* **Work item**: Repeat the records below word for word.

Data records:
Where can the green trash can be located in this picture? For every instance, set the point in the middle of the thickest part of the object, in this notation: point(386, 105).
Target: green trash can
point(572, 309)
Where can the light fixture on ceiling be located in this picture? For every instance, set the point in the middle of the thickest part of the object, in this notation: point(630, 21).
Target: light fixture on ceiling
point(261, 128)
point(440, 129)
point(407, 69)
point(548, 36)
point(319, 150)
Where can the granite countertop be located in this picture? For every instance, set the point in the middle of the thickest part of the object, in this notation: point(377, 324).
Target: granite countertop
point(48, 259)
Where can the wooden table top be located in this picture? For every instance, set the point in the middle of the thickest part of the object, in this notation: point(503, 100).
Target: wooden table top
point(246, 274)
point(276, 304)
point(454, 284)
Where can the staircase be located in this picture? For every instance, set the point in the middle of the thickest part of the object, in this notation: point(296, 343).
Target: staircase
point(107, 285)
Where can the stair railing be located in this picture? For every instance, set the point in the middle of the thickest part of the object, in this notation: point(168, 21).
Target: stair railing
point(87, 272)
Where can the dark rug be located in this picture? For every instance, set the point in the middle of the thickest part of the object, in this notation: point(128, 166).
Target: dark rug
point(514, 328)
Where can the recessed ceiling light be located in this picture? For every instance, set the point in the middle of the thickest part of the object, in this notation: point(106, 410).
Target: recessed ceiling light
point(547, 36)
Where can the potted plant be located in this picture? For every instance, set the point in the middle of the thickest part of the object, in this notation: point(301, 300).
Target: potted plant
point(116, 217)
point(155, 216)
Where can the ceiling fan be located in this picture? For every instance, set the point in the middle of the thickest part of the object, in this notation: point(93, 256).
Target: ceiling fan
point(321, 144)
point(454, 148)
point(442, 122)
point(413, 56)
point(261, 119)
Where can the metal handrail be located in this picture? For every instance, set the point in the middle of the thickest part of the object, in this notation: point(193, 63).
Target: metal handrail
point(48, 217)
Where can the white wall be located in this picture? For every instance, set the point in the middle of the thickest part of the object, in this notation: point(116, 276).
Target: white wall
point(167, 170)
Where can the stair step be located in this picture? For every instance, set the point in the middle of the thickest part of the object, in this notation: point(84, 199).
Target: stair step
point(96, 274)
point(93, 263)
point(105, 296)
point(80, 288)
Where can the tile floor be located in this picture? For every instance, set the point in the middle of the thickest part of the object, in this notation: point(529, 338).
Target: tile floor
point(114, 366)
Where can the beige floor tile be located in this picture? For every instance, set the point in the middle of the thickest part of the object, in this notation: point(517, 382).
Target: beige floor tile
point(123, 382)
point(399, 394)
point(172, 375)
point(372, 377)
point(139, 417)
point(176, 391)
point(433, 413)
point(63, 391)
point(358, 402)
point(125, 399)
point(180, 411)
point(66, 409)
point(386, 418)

* **Your solution**:
Where can the green trash can be located in this picture? For every instance, set the point in the middle of the thickest part of the object, in this notation: point(386, 105).
Target: green trash can
point(572, 309)
Where can the light fixture on ceiling be located in this picture? For every instance, set the point in the middle of the thickest part of the object, in this notation: point(630, 21).
Target: light fixture on ceiling
point(261, 128)
point(440, 129)
point(407, 69)
point(548, 36)
point(319, 150)
Where can the granite countertop be located in this picture? For every instance, set the point in the middle of the thickest part of the object, in this notation: point(377, 324).
Target: granite countertop
point(48, 259)
Where can the wooden table top be located in this picture? For every instance, set the point in the middle of the thickest part of the object, in this notation: point(503, 100).
Target: wooden table top
point(246, 274)
point(276, 304)
point(454, 284)
Where can the staircase be located in this picture? For every instance, set the point in the middle of the thickest part of the object, in this notation: point(296, 343).
Target: staircase
point(107, 285)
Where can the stair railing be located in this picture? For every instance, set the point in the middle of the thickest part of the object, in this notation: point(168, 21).
Target: stair railing
point(87, 272)
Where can the dark rug be located in this picture? For every instance, set the point in the middle of the thickest part of the object, in this notation: point(128, 166).
Target: dark rug
point(514, 328)
Where can the recessed ceiling light be located in this picture? For every instance, set the point in the middle of the thickest part of the object, in this notation: point(106, 410).
Target: recessed ceiling light
point(547, 36)
Where can the potted plant be located in this picture? For every instance, set the point in the middle of the thickest part of the object, in this notation: point(301, 300).
Target: potted plant
point(116, 217)
point(155, 216)
Where can the ceiling fan be located in this picture? For every instance, set the point in the middle of the thickest part of the object, in this notation: point(93, 256).
Target: ceiling fan
point(321, 144)
point(454, 148)
point(442, 122)
point(413, 56)
point(261, 119)
Where can the metal handrail be located in this picture? For every instance, set the point in the middle of the thickest part of the object, in this notation: point(193, 63).
Target: metal handrail
point(48, 217)
Where can the white wall be located in this picture? For every instance, set the point in the middle of the thickest part of the object, in this notation: point(116, 276).
Target: white wall
point(167, 170)
Where can the stair step be located in this picture? For every instance, set the point in the middle of the thickest part of the object, in this notation: point(84, 199).
Target: stair step
point(96, 274)
point(93, 263)
point(105, 296)
point(80, 288)
Where can the tile floor be located in this picture? For every instance, set the point in the middle of the thickest part of the object, in this notation: point(529, 338).
Target: tile floor
point(114, 366)
Where can the beige floor tile be located in this picture? For every instance, set the point in the middle of the thickest part of the object, in this notation: point(517, 382).
Target: beige floor tile
point(123, 382)
point(399, 394)
point(172, 375)
point(372, 377)
point(139, 417)
point(176, 391)
point(433, 413)
point(63, 391)
point(358, 402)
point(125, 399)
point(180, 411)
point(66, 409)
point(386, 418)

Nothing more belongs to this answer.